### [EXCERPTED TEXT]
★ ★ ★ ★
I have created ZOOKEEPER-2288 and attached my partial fix patch.  Jordan,
I can see you already spotted it and linked it with CURATOR-268.  Thanks
again for reporting this.

--Chris Nauroth




On 10/6/15, 11:01 AM, "Flavio Junqueira" <f...@apache.org> wrote:

>You're right that shutdown calls flush, but when the RoD request  hits,
>it breaks the while loop and shutdown isn't called. I suppose it is
>relying on PrepRequestProcessor to call shutdown.
>
>-Flavio
>
>> On 06 Oct 2015, at 18:24, Chris Nauroth <cnaur...@hortonworks.com>
>>wrote:
>> 
>> Flavio, thank you for confirmation.
★ ★ ★ ★
Records excerpted from a collection:

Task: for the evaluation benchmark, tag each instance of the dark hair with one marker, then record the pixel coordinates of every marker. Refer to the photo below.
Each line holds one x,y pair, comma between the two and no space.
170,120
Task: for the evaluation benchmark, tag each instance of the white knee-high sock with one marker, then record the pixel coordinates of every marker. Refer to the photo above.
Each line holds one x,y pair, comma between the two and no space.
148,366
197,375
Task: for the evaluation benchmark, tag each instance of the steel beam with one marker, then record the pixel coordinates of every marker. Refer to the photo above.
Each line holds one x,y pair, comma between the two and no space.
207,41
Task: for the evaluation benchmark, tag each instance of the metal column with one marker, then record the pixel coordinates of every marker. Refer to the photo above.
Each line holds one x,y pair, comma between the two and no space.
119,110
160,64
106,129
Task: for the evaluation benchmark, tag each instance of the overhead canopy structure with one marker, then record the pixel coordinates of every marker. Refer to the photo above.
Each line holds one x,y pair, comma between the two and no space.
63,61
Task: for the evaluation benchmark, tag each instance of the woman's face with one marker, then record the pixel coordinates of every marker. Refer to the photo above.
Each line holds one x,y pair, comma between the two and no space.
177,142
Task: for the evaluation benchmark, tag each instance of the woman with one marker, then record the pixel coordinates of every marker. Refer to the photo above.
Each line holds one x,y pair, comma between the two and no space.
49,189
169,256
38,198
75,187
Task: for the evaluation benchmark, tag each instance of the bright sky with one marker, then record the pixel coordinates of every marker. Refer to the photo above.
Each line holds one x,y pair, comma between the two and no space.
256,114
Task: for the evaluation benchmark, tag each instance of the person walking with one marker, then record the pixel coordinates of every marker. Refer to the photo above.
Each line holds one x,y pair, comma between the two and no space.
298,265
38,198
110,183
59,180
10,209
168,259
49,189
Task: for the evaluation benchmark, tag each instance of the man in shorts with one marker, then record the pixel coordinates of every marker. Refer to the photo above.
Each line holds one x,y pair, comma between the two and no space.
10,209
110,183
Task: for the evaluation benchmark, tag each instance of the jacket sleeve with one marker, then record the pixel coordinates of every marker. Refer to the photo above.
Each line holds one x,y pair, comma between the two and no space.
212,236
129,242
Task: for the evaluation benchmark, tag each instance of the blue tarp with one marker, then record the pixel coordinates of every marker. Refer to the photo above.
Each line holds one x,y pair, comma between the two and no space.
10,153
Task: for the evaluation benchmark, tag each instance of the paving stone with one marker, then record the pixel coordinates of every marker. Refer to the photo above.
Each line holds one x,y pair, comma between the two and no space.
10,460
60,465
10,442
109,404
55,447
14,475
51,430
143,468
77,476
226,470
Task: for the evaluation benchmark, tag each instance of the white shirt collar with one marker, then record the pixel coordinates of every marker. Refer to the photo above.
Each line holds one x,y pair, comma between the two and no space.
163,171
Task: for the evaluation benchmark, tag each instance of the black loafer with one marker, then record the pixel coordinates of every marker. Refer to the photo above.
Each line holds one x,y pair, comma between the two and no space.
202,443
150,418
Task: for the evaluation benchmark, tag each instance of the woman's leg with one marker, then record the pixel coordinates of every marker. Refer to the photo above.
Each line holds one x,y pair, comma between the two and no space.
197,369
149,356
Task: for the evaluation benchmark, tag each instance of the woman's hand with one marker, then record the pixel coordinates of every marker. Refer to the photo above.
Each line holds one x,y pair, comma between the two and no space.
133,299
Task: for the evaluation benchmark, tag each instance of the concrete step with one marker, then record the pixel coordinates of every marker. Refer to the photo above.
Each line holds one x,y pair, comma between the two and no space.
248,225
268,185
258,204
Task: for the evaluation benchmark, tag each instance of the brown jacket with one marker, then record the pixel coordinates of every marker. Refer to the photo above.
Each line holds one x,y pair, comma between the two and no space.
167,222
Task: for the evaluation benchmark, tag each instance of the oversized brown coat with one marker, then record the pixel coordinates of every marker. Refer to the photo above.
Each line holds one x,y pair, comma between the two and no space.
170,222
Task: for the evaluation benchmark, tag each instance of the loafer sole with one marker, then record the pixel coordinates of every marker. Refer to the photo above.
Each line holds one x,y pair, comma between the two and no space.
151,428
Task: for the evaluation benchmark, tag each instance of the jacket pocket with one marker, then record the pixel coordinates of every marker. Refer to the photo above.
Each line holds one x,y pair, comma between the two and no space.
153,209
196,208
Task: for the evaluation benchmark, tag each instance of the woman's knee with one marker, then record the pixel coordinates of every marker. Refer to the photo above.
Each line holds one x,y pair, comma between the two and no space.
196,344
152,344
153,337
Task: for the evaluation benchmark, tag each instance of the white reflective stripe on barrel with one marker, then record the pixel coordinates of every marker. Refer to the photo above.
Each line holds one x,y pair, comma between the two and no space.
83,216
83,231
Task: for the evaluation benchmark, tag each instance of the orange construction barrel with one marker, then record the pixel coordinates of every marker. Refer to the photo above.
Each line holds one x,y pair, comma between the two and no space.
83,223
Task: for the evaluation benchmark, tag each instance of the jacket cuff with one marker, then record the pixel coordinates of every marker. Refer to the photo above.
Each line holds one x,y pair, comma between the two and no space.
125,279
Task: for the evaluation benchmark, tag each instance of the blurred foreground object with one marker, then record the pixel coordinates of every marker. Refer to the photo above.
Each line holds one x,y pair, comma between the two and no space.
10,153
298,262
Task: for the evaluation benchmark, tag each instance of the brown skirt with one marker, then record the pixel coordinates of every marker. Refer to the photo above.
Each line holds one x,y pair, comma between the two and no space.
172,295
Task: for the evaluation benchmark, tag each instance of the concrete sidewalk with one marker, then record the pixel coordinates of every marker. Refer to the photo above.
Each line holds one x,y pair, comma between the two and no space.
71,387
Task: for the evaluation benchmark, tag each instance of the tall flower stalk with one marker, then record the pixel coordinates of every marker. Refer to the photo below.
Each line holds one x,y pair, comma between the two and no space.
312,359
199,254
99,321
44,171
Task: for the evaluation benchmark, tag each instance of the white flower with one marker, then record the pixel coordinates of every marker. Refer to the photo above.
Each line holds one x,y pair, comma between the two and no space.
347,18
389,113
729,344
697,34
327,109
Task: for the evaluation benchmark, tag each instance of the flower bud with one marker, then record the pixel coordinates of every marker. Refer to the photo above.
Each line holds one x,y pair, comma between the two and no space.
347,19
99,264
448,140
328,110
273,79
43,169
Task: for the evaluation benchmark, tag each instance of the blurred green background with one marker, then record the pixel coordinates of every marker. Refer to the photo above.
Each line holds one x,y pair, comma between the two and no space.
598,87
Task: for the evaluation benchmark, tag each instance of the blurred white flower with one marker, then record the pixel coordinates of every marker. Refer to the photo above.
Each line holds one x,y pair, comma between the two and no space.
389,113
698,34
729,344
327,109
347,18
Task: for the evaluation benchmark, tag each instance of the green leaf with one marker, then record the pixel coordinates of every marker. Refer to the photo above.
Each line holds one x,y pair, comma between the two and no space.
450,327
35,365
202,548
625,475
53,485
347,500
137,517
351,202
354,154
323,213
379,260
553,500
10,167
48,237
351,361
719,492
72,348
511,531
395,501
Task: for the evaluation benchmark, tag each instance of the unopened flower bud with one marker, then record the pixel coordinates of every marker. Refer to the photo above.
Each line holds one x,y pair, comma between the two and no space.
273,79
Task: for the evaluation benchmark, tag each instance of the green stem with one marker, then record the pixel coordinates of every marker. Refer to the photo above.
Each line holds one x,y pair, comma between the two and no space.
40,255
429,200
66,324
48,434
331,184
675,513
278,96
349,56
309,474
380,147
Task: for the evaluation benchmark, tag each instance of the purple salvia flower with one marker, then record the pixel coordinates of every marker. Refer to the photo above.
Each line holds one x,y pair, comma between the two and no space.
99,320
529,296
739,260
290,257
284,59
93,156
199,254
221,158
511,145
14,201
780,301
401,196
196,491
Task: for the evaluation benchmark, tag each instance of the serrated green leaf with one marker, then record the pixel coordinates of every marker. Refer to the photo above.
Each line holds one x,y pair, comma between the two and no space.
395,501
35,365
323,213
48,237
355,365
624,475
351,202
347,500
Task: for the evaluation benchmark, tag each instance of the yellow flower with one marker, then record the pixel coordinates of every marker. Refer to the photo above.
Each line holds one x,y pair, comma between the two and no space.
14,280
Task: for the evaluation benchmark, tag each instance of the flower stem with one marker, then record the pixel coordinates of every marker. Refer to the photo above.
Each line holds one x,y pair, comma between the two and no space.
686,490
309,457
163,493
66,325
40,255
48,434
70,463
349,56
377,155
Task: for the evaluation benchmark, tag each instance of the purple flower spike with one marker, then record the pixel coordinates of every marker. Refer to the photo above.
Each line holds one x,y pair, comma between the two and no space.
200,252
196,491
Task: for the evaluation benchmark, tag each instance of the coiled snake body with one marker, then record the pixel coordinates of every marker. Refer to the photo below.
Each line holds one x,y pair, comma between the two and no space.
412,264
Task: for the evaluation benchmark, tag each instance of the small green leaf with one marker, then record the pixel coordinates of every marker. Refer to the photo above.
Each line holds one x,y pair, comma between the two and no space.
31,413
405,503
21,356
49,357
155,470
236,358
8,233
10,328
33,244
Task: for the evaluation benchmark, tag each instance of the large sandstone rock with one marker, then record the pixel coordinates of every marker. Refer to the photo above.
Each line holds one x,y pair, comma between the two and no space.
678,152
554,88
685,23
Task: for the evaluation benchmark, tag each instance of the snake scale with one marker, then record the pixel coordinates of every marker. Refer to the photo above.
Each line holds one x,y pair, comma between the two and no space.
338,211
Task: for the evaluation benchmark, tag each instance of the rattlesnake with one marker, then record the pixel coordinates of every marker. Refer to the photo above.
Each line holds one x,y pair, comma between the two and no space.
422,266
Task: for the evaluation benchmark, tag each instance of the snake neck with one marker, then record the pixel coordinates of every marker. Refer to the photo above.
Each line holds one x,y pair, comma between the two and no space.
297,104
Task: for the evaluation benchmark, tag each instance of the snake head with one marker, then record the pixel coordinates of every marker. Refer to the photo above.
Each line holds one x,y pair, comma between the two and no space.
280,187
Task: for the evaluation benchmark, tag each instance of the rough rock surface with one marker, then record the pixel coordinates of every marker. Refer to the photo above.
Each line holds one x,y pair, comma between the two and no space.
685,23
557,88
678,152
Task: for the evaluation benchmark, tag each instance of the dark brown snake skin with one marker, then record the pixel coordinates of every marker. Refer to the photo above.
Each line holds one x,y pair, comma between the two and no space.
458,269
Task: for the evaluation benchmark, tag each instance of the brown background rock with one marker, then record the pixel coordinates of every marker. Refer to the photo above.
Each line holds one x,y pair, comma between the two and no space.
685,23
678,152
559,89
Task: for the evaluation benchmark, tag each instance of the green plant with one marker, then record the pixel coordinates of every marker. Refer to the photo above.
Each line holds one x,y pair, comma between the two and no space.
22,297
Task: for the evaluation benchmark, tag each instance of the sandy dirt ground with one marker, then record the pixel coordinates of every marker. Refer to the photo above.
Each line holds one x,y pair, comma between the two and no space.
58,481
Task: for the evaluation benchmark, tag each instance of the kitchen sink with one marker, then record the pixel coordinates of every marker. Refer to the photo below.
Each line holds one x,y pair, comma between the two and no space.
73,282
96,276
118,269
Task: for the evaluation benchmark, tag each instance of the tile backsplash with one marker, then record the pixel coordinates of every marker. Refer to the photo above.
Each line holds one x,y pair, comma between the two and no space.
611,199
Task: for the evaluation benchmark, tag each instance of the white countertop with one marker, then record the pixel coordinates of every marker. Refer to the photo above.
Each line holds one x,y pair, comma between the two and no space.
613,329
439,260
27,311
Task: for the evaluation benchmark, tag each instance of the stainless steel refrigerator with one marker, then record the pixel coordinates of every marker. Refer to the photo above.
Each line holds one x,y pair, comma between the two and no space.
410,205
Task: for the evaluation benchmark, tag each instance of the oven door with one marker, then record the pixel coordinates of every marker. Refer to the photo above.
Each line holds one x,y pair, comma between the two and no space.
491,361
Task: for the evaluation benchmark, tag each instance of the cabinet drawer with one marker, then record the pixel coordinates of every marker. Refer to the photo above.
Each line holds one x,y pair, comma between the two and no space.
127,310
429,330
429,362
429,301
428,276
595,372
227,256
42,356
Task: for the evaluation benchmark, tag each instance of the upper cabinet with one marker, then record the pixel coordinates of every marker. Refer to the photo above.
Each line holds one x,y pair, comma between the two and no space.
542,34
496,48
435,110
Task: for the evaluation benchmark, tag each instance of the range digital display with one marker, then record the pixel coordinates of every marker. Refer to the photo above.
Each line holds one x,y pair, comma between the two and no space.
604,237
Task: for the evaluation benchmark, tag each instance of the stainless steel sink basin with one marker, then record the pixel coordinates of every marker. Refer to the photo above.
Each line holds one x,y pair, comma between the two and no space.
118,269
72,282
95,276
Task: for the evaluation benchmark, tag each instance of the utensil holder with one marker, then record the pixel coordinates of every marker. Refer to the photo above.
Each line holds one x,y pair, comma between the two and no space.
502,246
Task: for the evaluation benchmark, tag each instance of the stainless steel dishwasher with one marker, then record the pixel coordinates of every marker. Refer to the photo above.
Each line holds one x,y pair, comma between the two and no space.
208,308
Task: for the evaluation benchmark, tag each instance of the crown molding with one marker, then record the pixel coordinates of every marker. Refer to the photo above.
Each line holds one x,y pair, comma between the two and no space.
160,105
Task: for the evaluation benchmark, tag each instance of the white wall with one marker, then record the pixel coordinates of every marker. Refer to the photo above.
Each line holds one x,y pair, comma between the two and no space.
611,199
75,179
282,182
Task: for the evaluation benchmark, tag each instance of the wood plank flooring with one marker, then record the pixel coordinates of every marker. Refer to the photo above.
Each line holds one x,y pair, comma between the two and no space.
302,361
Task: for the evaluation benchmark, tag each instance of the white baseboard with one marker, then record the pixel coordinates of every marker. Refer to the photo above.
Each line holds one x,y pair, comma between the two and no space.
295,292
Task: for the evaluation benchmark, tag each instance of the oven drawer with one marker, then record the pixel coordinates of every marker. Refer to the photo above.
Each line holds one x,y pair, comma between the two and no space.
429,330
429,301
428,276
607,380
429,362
★ ★ ★ ★
### [GOALS]
1/ Summarize the email thread in two sentences.
2/ Output the part of the email thread between "On 10/6/15, 11:01" and "to call shutdown.", inclusive.
The rows are separate material, apart from the email thread.

### [RESPONSES TO THE EXERCISE]
1/ Chris Nauroth created ZOOKEEPER-2288 and attached a partial fix patch, noting that Jordan had already linked it with CURATOR-268. Flavio Junqueira said that shutdown calls flush, but when the RoD request hits, it breaks the while loop and shutdown isn't called, and he supposed it relies on PrepRequestProcessor to call shutdown.

2/
On 10/6/15, 11:01 AM, "Flavio Junqueira" <f...@apache.org> wrote:

>You're right that shutdown calls flush, but when the RoD request  hits,
>it breaks the while loop and shutdown isn't called. I suppose it is
>relying on PrepRequestProcessor to call shutdown.